- Exercise instructions -
1 > Decide whether each statement below agrees with the court decision on the open-burning rules. Answer yes or no for each, and quote the exact words of the decision that settle it.
(a) The plaintiffs dispute two administrative rules of the New Hampshire Air Resources Commission that bar the open burning of waste.
(b) The trial court struck down the rules.
(c) The Supreme Court dismissed the action because the plaintiffs did not prove a justiciable controversy.
2 > Carry on the court decision on the open-burning rules, starting after its final sentence.

- Text block -
....
Town of Orford v. New Hampshire Air Resources Com'n
Decision Date | 02 October 1986 |
Docket Number | No. 85-438,85-438 |
Parties | TOWN OF ORFORD et al. v. NEW HAMPSHIRE AIR RESOURCES COMMISSION. |
Court | New Hampshire Supreme Court |
Lawrence F. Gardner, Hanover, by brief and orally, for plaintiffs.
Stephen E. Merrill, Atty. Gen. (George Dana Bisbee, Asst. Atty. Gen., on brief and orally), for the State.
The plaintiffs challenge the validity of two administrative rules of the New Hampshire Air Resources Commission prohibiting the open burning of waste. After a hearing before a Master (Robert E. Hinchey, Esq.), the Trial Court (Hollman, J.) (DiClerico, J., on supplemental order) upheld the rules. We vacate the court's order and dismiss the action, on the ground that the plaintiffs failed to prove the existence of a justiciable controversy.
....
- Material shown -
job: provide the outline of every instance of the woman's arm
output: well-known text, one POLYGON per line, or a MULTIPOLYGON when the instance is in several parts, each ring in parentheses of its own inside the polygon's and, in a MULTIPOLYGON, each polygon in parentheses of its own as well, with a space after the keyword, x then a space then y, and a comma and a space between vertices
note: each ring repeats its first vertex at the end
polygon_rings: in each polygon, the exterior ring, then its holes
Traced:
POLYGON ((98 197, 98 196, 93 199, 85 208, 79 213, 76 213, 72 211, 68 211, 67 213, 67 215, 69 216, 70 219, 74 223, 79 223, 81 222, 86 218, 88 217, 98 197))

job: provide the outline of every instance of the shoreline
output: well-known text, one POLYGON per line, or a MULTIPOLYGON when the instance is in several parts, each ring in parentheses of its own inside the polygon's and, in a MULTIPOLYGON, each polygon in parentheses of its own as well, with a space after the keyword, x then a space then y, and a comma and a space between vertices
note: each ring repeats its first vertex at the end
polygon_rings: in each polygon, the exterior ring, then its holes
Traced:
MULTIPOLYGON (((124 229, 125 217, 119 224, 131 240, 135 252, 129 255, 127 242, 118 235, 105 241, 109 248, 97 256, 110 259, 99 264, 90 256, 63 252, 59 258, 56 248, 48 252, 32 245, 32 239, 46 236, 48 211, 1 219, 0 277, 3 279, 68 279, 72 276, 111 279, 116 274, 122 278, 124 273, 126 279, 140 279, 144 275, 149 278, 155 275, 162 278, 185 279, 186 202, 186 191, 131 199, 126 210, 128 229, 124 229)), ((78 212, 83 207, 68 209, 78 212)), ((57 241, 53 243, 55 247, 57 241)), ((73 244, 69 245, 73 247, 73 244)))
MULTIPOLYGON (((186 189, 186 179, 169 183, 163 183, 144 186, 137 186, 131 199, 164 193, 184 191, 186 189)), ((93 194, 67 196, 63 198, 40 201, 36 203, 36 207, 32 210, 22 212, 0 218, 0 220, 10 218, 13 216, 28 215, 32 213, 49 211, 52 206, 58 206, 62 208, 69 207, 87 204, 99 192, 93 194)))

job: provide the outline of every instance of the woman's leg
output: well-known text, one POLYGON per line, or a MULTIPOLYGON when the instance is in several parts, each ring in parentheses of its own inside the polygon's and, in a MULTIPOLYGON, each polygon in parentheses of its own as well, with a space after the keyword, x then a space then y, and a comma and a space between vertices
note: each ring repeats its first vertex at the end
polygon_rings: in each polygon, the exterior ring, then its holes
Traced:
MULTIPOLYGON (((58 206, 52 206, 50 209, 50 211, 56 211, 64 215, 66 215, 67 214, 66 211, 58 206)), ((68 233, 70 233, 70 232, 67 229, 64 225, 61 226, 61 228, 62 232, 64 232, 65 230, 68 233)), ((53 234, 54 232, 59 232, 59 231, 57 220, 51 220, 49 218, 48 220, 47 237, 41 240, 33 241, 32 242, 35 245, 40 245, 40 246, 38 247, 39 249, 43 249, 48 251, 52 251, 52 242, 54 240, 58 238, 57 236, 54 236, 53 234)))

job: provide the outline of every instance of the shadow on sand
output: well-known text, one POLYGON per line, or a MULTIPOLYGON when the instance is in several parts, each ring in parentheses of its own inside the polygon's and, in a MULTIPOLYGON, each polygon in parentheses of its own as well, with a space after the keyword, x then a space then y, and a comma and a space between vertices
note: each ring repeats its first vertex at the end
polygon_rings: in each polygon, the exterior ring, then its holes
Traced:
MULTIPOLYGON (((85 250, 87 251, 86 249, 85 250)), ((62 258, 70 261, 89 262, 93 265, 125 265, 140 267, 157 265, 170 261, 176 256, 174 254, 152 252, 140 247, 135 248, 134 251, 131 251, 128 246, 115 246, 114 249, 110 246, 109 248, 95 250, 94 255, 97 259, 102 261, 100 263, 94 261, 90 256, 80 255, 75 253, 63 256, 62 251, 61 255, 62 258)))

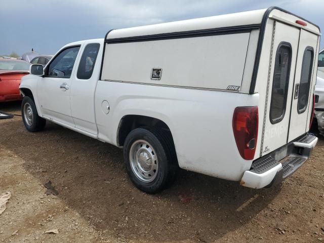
....
- Responses by task -
1 >
(a) Yes: "The plaintiffs challenge the validity of two administrative rules of the New Hampshire Air Resources Commission prohibiting the open burning of waste."
(b) No: "the Trial Court (Hollman, J.) (DiClerico, J., on supplemental order) upheld the rules."
(c) Yes: "We vacate the court's order and dismiss the action, on the ground that the plaintiffs failed to prove the existence of a justiciable controversy."

2 >
The plaintiffs are eight New Hampshire towns with populations of fewer than 1000. Each town traditionally has used open-burning dumps as a means of disposing of solid waste. Since 1968, State administrative rules have prohibited open burning, although small municipalities have been granted a series of extensions permitting them to continue the practice temporarily. The final extension period ended on September 30, 1983. See Laws 1982, 37:4.
Before that date, the plaintiffs began an action for declaratory judgment pursuant to RSA 541-A:7. Two rules adopted by the defendant, the New Hampshire Air Resources Commission, were the subject of the action. Rule Air 1001.01 prohibits "the burning of waste." Rule Air 1001.06 states that "[o]pen burning shall not be permitted at any ... solid waste disposal area." Each rule provides for specific exceptions that are inapplicable here. The plaintiffs alleged that the rules would require them to increase their respective annual expenditures for waste disposal by up to 800 percent. They contended that in adopting the rules the commission (1) exceeded its statutory authority, see RSA ch. 125-C (Supp.1985), and (2) exercised the police power in an unconstitutional manner, see N.H. CONST. pt. I, arts. 2, 12; id. pt. II, art. 5.
The parties presented evidence at a two-day hearing before the master. He rejected both of the plaintiffs' contentions and recommended that the court uphold the rules. The superior court approved the recommendations, and this appeal followed.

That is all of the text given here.